→ **MATERIAL FOR THE TASK**:
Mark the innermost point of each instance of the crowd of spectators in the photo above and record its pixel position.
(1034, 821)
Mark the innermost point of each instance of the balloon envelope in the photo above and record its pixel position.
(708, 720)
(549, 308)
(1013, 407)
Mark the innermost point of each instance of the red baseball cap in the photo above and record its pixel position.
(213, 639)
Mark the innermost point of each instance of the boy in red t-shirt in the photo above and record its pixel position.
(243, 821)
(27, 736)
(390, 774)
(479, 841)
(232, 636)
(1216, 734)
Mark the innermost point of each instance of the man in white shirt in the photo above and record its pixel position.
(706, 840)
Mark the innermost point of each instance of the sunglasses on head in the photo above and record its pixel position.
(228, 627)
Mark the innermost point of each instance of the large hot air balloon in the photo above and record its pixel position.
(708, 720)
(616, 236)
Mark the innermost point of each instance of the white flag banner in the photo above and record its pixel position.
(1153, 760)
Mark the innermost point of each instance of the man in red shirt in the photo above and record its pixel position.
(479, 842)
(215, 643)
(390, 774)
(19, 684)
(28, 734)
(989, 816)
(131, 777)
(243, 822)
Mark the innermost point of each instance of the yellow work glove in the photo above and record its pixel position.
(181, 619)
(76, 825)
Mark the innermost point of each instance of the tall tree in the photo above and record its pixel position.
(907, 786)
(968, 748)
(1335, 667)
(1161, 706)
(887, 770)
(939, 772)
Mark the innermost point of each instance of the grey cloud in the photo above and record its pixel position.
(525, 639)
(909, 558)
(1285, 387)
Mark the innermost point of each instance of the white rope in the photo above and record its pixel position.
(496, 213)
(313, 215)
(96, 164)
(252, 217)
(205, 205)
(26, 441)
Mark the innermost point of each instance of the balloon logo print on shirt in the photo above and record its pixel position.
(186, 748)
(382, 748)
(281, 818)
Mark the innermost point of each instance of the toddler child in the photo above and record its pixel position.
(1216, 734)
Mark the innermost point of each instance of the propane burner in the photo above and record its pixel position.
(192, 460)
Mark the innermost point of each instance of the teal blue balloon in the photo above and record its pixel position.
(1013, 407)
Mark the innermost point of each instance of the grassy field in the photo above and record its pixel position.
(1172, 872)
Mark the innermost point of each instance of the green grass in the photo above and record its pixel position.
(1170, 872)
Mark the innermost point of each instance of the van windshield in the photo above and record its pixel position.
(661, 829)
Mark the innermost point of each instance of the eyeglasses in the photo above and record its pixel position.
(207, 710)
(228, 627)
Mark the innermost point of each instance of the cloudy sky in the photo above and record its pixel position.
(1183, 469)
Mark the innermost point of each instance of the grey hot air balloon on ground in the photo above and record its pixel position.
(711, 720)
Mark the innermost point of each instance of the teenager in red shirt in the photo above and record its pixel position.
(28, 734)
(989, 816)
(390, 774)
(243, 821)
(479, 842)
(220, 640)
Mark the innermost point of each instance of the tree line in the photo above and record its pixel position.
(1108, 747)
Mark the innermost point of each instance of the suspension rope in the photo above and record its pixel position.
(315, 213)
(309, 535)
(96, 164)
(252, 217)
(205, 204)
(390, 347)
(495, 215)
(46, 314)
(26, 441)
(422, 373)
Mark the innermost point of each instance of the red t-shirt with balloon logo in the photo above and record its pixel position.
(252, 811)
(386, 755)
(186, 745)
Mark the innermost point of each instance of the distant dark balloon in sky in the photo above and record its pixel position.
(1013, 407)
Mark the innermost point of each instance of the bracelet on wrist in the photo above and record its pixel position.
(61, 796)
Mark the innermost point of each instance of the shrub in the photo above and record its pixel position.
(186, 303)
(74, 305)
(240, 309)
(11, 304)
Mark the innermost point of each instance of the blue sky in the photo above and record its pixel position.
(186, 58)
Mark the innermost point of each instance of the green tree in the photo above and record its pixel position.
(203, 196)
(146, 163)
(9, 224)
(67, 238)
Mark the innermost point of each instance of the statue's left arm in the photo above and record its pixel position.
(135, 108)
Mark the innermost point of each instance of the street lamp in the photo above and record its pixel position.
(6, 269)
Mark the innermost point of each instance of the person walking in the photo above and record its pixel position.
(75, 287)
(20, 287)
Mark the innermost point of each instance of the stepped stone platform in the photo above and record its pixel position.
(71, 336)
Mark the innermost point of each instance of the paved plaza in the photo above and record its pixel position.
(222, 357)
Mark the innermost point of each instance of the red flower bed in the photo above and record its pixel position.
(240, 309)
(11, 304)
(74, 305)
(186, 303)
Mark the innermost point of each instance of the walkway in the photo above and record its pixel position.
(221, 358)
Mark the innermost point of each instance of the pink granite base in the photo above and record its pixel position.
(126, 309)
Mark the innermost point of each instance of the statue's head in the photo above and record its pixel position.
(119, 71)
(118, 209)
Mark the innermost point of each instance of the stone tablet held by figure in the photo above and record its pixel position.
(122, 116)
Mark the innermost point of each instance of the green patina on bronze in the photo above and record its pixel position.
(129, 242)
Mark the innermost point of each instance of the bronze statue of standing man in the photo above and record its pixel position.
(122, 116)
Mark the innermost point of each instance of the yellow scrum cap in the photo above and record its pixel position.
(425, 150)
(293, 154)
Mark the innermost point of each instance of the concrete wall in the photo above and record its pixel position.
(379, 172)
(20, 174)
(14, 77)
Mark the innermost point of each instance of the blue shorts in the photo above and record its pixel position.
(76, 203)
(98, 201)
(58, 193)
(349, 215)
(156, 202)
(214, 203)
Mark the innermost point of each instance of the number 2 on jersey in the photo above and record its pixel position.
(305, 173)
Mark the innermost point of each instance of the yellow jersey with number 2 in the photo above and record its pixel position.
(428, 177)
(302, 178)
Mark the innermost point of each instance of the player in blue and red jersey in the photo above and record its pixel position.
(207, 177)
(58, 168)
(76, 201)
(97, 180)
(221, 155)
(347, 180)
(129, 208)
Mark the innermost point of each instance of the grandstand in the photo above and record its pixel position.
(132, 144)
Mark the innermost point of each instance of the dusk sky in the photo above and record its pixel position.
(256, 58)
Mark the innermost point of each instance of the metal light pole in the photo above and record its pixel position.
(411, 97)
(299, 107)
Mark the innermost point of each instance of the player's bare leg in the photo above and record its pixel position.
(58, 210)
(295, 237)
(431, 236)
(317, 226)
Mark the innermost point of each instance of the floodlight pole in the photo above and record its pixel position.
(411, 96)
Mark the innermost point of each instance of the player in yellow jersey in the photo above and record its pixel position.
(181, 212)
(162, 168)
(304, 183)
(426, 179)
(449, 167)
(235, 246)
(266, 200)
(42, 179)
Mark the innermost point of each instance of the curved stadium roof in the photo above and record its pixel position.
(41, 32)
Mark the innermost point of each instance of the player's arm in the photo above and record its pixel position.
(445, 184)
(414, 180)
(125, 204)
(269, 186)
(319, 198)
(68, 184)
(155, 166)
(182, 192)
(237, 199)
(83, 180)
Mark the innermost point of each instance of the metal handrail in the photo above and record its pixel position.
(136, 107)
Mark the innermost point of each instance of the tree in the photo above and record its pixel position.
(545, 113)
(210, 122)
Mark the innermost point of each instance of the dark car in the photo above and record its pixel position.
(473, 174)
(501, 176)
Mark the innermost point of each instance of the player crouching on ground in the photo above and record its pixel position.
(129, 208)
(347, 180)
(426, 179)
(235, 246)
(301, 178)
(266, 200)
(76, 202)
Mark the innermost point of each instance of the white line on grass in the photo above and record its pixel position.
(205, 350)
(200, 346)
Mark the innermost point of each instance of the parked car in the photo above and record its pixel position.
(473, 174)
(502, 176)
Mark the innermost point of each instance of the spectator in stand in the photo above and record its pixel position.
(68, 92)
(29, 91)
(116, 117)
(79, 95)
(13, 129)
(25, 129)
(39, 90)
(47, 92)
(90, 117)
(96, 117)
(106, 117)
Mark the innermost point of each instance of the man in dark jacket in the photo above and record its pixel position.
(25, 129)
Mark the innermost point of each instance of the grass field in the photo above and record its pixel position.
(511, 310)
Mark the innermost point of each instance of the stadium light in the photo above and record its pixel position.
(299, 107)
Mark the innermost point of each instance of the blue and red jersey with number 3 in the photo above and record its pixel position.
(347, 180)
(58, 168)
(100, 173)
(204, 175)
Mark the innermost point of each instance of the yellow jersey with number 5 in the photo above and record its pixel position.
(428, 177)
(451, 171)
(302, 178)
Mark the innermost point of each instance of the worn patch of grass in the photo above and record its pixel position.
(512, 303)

→ **ABOUT THIS TASK**:
An exact copy of the lines from the one with "with number 5" to the final line of the entries is all that the answer should hold.

→ **EXPECTED ANSWER**:
Mark the innermost point of each instance of the yellow jersey with number 5 in the photo above and record its pixel position.
(428, 177)
(451, 171)
(302, 178)
Mark the innermost point of each instance of the worn patch of grass in the photo above and record its pixel position.
(512, 303)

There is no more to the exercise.